-- WHAT TO WORK ON --
Quote every line as written. Omit pictures.
** START OF RECORDS FOR THIS TASK **
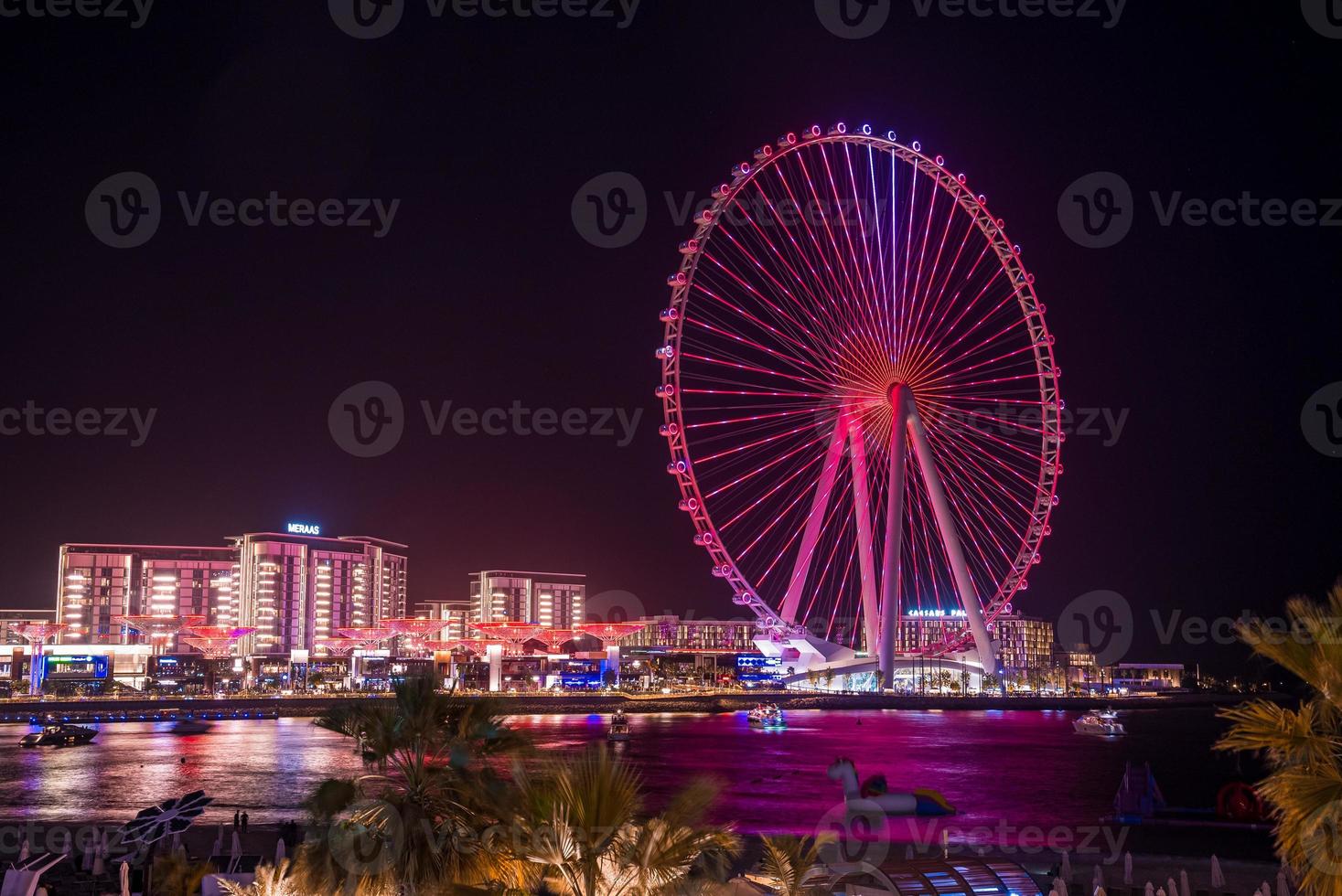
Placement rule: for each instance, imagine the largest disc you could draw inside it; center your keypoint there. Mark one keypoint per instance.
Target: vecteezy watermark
(1094, 843)
(1102, 621)
(370, 19)
(1108, 12)
(133, 11)
(1325, 16)
(113, 422)
(856, 19)
(123, 211)
(1321, 420)
(1009, 420)
(1098, 211)
(611, 209)
(368, 420)
(853, 19)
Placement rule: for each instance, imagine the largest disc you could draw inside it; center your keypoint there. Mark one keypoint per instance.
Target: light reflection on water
(1020, 767)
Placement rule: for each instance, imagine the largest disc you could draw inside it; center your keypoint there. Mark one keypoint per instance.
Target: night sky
(483, 292)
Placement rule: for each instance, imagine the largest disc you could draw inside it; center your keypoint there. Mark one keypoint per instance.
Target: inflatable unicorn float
(875, 793)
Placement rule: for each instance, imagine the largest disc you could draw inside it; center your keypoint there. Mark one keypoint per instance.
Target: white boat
(768, 715)
(619, 727)
(1103, 724)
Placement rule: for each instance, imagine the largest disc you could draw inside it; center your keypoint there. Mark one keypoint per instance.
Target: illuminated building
(553, 600)
(295, 588)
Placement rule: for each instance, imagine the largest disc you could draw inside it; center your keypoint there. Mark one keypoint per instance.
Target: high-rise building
(553, 600)
(292, 586)
(456, 616)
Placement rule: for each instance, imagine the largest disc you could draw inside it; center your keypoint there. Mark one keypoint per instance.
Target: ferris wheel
(861, 395)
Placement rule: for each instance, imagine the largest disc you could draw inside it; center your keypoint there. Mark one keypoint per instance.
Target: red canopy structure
(609, 635)
(554, 639)
(215, 641)
(367, 637)
(37, 634)
(413, 631)
(514, 635)
(158, 629)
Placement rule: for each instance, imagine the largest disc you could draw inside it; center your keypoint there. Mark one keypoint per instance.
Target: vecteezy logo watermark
(134, 11)
(853, 19)
(611, 209)
(1097, 211)
(113, 422)
(368, 419)
(125, 209)
(368, 19)
(1025, 10)
(1100, 620)
(1321, 420)
(1324, 16)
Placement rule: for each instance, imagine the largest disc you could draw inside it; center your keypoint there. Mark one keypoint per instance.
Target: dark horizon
(1206, 341)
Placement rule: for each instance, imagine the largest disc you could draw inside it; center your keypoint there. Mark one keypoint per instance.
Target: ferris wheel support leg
(811, 534)
(950, 540)
(894, 539)
(862, 508)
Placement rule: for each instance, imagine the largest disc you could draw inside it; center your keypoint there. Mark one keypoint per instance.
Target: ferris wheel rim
(1031, 313)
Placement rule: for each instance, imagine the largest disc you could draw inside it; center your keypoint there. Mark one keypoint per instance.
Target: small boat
(1102, 724)
(768, 715)
(58, 735)
(619, 727)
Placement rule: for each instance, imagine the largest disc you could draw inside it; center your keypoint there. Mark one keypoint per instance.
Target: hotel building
(292, 588)
(553, 600)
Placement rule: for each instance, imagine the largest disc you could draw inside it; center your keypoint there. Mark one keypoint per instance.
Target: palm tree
(580, 832)
(413, 827)
(792, 867)
(1304, 746)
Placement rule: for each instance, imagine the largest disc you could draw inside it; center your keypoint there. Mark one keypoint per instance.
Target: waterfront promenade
(166, 707)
** END OF RECORDS FOR THIS TASK **
-- THE RESULT --
Placement rule: for each instance, imagine the largest disc you could draw inside it; center your keypoint there. Mark one keypoint per instance.
Target: vecteezy watermark
(1094, 843)
(1102, 621)
(370, 19)
(1108, 12)
(133, 11)
(1325, 16)
(113, 422)
(856, 19)
(123, 211)
(1321, 420)
(1009, 420)
(1098, 211)
(611, 209)
(368, 420)
(853, 19)
Placement rule: for each instance, imagine the largest disc you could draw inside it; center your keypoint there. Mark one keypoint per instance.
Target: light reflection on water
(1020, 767)
Placement rule: for each instance, imagine the largest disc you could draw inside it; center your keypoint there. Mark one keypoint per instance.
Target: night sky
(483, 292)
Placement rule: for each instance, imagine the largest disc you could draw inside it; center your keypoint there. Mark one keypoint per instance.
Target: inflatable unicorn float
(875, 793)
Placement rule: for each instance, imagine the largest disc you could draw inside it; center your keypoint there. Mark one keypoint per instance.
Target: white boat
(768, 715)
(619, 727)
(1103, 724)
Placement rule: for each instance, imagine the largest disc you could draw inside it; center your keypoint there. Mark one keypoint per instance.
Target: illuminated building
(553, 600)
(295, 588)
Placement rule: for each instance, imagine the largest disc you could draw inside it; center your keypoint there. Mark one keypoint per instance.
Target: high-rise building
(553, 600)
(292, 586)
(456, 616)
Placement rule: for each instance, imagine the largest disc you could draw inside it; center your keypoint there. Mark one keypoint per instance.
Target: ferris wheel
(861, 395)
Placement rule: for each instance, imagine the largest disc you could draw inside it; center your keypoint there. Mark one keypoint per instance.
Target: red canopy structure
(609, 635)
(554, 639)
(215, 641)
(367, 637)
(37, 634)
(413, 631)
(514, 635)
(158, 629)
Placement rule: for each instance, imagine the largest disc you could draw inside it; center your keypoint there. Mark one keypoint per instance.
Target: vecteezy logo watermark
(134, 11)
(853, 19)
(611, 209)
(1097, 211)
(113, 422)
(368, 419)
(125, 209)
(368, 19)
(1025, 10)
(1100, 620)
(1321, 420)
(1324, 16)
Placement rule: for each instance, imagine the largest disc you could draw inside it; center your keypoint there. Mark one keypoint per instance.
Target: dark horizon
(1206, 341)
Placement rule: for each instance, imagine the largest disc you could draw inside it; center your keypoint there. Mark one keypoint per instance.
Target: ferris wheel support leg
(811, 534)
(950, 540)
(894, 539)
(862, 508)
Placement rule: for each instance, imagine the largest disc you could draw inside it; center your keypoint there. Mark one keypoint per instance.
Target: ferris wheel rim
(1031, 313)
Placement rule: for each instance, imagine the largest disc you could draw inside it; center your keypoint there. Mark one keypoint per instance.
Target: small boat
(1102, 724)
(768, 715)
(58, 735)
(619, 727)
Placement rule: for each instance, imagine the largest disc you could draw inside it; center your keypoint there. Mark one keypoint per instance.
Target: hotel building
(292, 588)
(553, 600)
Placement rule: for each instance, imagine the largest disc you could draw inside it; center your keypoint there. Mark one keypoint per instance.
Target: palm tree
(580, 832)
(413, 827)
(792, 867)
(1304, 746)
Placement rule: for each instance, imagine the largest disc you could draw inside it; center your keypoint there. Mark one keypoint per instance.
Target: waterfront promenade
(166, 707)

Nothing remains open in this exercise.